→ Prompt:
Copy the data below word for word, starting at the line that contains "For the mapping pass, tag each instance of the white" and continuing through the final line of the data.

── Task data ──

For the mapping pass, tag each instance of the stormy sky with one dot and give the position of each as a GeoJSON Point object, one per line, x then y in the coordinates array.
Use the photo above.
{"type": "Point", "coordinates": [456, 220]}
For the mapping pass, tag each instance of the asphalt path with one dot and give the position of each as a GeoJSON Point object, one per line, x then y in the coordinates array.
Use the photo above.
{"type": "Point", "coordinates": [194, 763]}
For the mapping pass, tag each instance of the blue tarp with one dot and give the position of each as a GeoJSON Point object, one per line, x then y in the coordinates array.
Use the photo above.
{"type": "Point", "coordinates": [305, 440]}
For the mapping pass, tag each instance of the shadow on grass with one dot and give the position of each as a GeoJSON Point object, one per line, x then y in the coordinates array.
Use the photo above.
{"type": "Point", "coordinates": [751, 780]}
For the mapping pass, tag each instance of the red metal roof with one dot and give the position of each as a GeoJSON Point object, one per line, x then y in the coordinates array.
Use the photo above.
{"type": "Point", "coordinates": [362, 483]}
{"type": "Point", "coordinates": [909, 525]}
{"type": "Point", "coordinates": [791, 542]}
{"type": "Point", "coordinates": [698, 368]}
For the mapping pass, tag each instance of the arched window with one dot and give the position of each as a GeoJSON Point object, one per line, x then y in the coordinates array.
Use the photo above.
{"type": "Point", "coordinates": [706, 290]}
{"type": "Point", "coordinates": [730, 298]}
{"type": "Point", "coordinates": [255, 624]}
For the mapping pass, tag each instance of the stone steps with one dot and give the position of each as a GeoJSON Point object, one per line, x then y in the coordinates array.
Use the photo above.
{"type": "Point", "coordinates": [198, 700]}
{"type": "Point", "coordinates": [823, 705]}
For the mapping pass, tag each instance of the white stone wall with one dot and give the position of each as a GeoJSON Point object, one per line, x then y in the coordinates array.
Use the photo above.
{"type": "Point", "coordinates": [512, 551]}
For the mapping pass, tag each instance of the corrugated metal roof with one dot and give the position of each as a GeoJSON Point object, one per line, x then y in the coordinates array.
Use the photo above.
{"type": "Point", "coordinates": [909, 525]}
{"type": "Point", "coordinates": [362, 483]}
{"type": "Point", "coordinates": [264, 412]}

───

→ Response:
For the mapping pass, tag each instance of the white stone wall with one dot and give the position of each as a GeoJSON Point object, one per line, x then y in the coordinates array.
Use the photo above.
{"type": "Point", "coordinates": [512, 551]}
For the mapping pass, tag each instance of the corrugated metal roof with one dot and give the position of each as a GeoJSON Point object, one per line, x then y in the coordinates array.
Use the photo above.
{"type": "Point", "coordinates": [909, 525]}
{"type": "Point", "coordinates": [362, 483]}
{"type": "Point", "coordinates": [264, 412]}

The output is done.